What you need to do:
Repeat the records. Keep every word and mark exactly as it is.

Referring expression data
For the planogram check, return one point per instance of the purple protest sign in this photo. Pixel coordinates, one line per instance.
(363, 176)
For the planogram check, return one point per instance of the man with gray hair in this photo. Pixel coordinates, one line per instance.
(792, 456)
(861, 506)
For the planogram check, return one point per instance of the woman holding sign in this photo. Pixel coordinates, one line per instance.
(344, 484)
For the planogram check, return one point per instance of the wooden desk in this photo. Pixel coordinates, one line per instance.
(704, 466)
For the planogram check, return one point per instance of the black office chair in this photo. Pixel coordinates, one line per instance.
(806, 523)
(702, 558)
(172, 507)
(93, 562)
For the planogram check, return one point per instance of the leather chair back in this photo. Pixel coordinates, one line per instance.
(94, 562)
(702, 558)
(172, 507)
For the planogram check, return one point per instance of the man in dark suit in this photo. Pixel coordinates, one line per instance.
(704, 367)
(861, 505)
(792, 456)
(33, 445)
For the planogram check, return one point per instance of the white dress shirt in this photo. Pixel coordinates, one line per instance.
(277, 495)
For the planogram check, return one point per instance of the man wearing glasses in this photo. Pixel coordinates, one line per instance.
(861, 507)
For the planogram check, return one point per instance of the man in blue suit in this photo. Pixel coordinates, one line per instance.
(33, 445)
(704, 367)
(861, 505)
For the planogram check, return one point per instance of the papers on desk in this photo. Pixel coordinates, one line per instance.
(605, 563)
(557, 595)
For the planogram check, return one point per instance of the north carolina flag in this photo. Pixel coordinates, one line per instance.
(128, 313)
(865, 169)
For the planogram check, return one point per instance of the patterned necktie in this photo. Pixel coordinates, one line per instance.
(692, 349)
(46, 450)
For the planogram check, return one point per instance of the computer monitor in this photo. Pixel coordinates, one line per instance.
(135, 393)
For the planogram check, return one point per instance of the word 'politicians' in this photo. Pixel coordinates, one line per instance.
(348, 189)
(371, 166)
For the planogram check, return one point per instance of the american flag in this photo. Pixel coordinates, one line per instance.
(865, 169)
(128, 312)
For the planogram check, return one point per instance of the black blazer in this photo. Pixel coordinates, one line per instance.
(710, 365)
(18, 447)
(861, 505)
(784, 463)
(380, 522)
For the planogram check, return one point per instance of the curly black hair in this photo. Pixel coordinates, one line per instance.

Answer area:
For the planogram check, return one point per instance of the purple protest sign in this photo. Pixel coordinates, one line per instance.
(363, 176)
For the planogram check, return one point per instance of the man with gray hair in this photo. Pixel coordinates, one line per instance.
(792, 456)
(861, 506)
For the planogram check, return one point per instance of the woman holding sign in this photo. Pixel coordinates, one line per instance.
(344, 484)
For the planogram check, return one point per instance of the wooden desk in this photo. Pixel coordinates, one line per instance.
(704, 466)
For the planogram check, return one point per instance of the black office chair in this photo. Pixel coordinates, one line per instance.
(806, 523)
(702, 558)
(172, 507)
(93, 562)
For the planogram check, return one point per instance of the leather chair back in this photo. Pixel coordinates, one line per instance.
(94, 562)
(702, 558)
(172, 507)
For the planogram check, return one point per instance of the man in dark suit in this photo. Pixel coordinates, one line per instance.
(704, 367)
(861, 505)
(792, 456)
(33, 445)
For the planogram check, return one point per instance of the white dress shirt in this photo. Pixel coordinates, one line per instance.
(277, 495)
For the planogram check, return one point per instance of the man wearing glasses in this photo. Pixel coordinates, one line per instance.
(861, 507)
For the planogram check, return one point per instance of the man in blue suit in this photo. Pixel coordinates, one line per instance.
(33, 445)
(704, 367)
(861, 505)
For the planogram check, return one point per instance of the papers on desk in this photo. Pixel coordinates, one line per instance.
(605, 563)
(557, 595)
For the planogram check, return one point per instance of the north carolina flag in this photo. Pixel coordinates, one line per instance.
(128, 313)
(865, 169)
For the planogram check, return one point per instance of the patterned necktie in this photo. Pixel coordinates, one line per instance.
(692, 349)
(46, 450)
For the planogram check, return one point per instance of the computer monitor in this photo. Pixel coordinates, one line per instance.
(135, 393)
For the planogram check, return one point per instance of the word 'politicians' in this photo. Pixel coordinates, one line per instance.
(348, 189)
(371, 166)
For the planogram check, return one point per instance of the american flag in this photo. Pixel coordinates, one line per instance.
(865, 169)
(128, 312)
For the planogram check, return one point per instance of the black blazer in this photo. Pixel coordinates, one line per instance.
(710, 365)
(18, 447)
(861, 505)
(784, 463)
(380, 522)
For the planogram check, return one point per instance of the curly black hair in this photo. Pixel coordinates, one line per instance.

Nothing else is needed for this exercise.